# Exercise:
Recast the lines below as a Markdown table with the columns "Row" and "Line," numbering each row and leaving out any blank lines.

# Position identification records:
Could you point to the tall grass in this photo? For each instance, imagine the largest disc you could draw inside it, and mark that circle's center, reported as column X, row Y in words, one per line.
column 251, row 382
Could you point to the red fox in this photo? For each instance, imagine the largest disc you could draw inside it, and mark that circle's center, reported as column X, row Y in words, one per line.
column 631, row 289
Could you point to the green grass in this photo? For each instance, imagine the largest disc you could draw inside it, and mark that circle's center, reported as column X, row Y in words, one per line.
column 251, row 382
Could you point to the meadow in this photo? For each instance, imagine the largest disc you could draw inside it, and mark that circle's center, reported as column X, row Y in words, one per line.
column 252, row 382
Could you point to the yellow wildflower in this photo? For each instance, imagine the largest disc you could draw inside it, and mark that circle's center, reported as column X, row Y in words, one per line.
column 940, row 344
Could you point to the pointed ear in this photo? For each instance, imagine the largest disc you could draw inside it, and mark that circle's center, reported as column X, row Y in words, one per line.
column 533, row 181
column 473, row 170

# Output of the exercise:
| Row | Line |
|---|---|
| 1 | Could you point to the tall grass in this photo? For each instance, imagine the largest disc you could draw inside it, and mark that circle's center, reported as column X, row Y in words, one per line. |
| 2 | column 251, row 382 |
| 3 | Could you point to the red fox in this photo? For each instance, imagine the largest disc you could draw inside it, and mark that circle's center, reported as column X, row Y in words, one per line. |
| 4 | column 631, row 289 |
| 5 | Could you point to the green grass in this photo? For each instance, imagine the largest disc you could draw inside it, and mark that circle's center, reported as column X, row Y in words, one per line. |
| 6 | column 251, row 382 |
| 7 | Could you point to the meadow in this photo? For each instance, imagine the largest disc you could draw inside it, and mark that circle's center, reported as column X, row Y in words, one per line. |
| 8 | column 252, row 382 |
| 9 | Could you point to the yellow wildflower in this photo? For each instance, imagine the largest disc you could draw inside it, and mark that circle's center, reported as column X, row Y in words, one per line. |
| 10 | column 940, row 344 |
| 11 | Could you point to the pointed ear in this photo? For each instance, imagine the largest disc you could draw inside it, and mark that circle's center, reported as column X, row Y in words, one per line. |
| 12 | column 533, row 181 |
| 13 | column 473, row 170 |